**TRY IT**
Below are some entries; set them all down exactly.

**MATERIAL SHOWN**
========================
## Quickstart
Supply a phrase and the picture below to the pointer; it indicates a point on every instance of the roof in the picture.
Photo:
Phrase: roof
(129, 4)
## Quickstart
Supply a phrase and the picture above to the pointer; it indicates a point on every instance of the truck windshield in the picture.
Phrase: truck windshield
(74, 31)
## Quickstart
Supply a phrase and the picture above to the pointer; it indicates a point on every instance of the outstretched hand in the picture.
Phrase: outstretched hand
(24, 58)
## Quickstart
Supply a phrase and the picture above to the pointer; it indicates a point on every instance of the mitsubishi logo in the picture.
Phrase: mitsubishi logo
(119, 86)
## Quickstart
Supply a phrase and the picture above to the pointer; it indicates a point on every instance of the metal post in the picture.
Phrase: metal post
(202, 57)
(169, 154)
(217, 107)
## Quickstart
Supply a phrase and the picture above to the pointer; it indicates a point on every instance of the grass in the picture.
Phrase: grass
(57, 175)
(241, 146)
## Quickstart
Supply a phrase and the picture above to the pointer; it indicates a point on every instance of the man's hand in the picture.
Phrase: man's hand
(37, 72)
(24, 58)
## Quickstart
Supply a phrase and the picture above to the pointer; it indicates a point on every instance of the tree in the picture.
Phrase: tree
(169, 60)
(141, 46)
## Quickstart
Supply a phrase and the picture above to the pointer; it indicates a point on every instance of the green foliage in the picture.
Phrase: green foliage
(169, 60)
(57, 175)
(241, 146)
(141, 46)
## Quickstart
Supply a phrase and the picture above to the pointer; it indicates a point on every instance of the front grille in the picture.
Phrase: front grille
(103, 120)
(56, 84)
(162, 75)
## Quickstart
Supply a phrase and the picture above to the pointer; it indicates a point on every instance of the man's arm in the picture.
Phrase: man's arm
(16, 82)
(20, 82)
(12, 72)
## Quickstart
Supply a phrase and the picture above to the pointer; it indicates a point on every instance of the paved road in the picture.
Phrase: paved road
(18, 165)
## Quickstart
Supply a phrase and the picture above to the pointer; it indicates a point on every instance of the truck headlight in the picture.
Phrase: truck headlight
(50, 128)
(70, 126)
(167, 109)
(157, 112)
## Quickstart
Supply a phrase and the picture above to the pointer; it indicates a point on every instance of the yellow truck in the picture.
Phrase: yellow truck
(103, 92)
========================
**SOLUTION BELOW**
## Quickstart
Supply a phrase and the picture below to the pointer; it indicates a point on every instance of the roof in the picture.
Photo:
Phrase: roof
(129, 4)
## Quickstart
Supply a phrase and the picture above to the pointer; it indicates a point on every instance of the truck windshield in the picture.
Phrase: truck windshield
(74, 31)
## Quickstart
Supply a phrase and the picture above to the pointer; it indicates a point on every instance of the outstretched hand in the picture.
Phrase: outstretched hand
(24, 58)
## Quickstart
Supply a phrase and the picture above to the pointer; it indicates a point on every instance of the mitsubishi logo in the picture.
Phrase: mitsubishi logo
(119, 86)
## Quickstart
Supply a phrase and the picture above to the pointer; it indicates a point on every instance of the metal post in the picture.
Phrase: metal post
(202, 57)
(169, 154)
(217, 107)
## Quickstart
Supply a phrase and the picture above to the pointer; it indicates a point on every instance of the grass in the picture.
Phrase: grass
(57, 175)
(241, 146)
## Quickstart
Supply a phrase and the picture above to the pointer; it indicates a point on every instance of the man's hand in the picture.
Phrase: man's hand
(37, 72)
(24, 58)
## Quickstart
Supply a phrase and the picture above to the pointer; it indicates a point on every instance of the tree in the picture.
Phrase: tree
(169, 60)
(141, 46)
## Quickstart
Supply a phrase and the picture above to the pointer; it indicates a point on every instance of the green foliage in the picture.
Phrase: green foliage
(169, 60)
(57, 175)
(241, 146)
(141, 46)
## Quickstart
Supply a phrase and the picture above to the pointer; it indicates a point on every instance of the front grille in the picture.
Phrase: front grille
(103, 120)
(56, 84)
(162, 75)
## Quickstart
Supply a phrase and the picture above to the pointer; it indicates a point on every instance of the man's arm in the picture.
Phrase: man's arm
(16, 82)
(20, 82)
(12, 72)
## Quickstart
Supply a phrase and the picture above to the pointer; it indicates a point on every instance of the paved road in the picture.
Phrase: paved road
(18, 165)
## Quickstart
Supply a phrase and the picture above to the pointer; it indicates a point on every instance of the truck headlight in the picture.
Phrase: truck headlight
(50, 128)
(70, 126)
(167, 109)
(157, 112)
## Quickstart
Supply a phrase and the picture above to the pointer; it indicates a point on every instance of the yellow truck in the picture.
Phrase: yellow truck
(103, 92)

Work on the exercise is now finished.